SUPPLIED MATERIAL -
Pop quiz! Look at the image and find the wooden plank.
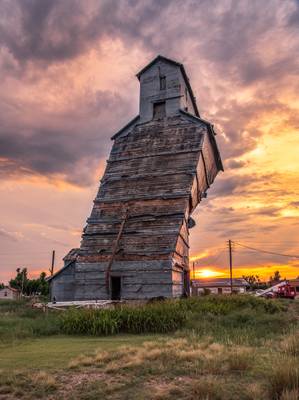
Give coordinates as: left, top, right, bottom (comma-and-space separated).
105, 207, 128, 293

---

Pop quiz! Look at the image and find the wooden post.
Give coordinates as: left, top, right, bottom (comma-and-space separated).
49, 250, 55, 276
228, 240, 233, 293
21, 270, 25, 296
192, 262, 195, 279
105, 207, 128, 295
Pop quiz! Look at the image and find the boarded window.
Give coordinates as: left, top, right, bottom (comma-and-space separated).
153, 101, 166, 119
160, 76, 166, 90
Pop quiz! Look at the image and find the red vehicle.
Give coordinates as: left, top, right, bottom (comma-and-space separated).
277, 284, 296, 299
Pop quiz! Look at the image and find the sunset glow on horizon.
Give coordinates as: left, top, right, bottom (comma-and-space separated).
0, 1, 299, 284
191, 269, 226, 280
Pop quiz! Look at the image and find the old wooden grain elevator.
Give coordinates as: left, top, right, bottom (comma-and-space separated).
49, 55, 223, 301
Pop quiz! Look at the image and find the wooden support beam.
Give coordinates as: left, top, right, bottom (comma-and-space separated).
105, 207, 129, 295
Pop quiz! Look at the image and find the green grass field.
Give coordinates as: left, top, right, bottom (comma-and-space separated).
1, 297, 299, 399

EXERCISE - In the records, locate each line holding the string "wooden" and copy it.

EXERCISE SOLUTION -
Pop quiz! Look at the image and find the wooden plank.
Pop quiz! Look at the image and find the wooden post.
Pop quiz! Look at the image and find the old wooden grain elevator.
Pop quiz! Look at the image and find the wooden support beam.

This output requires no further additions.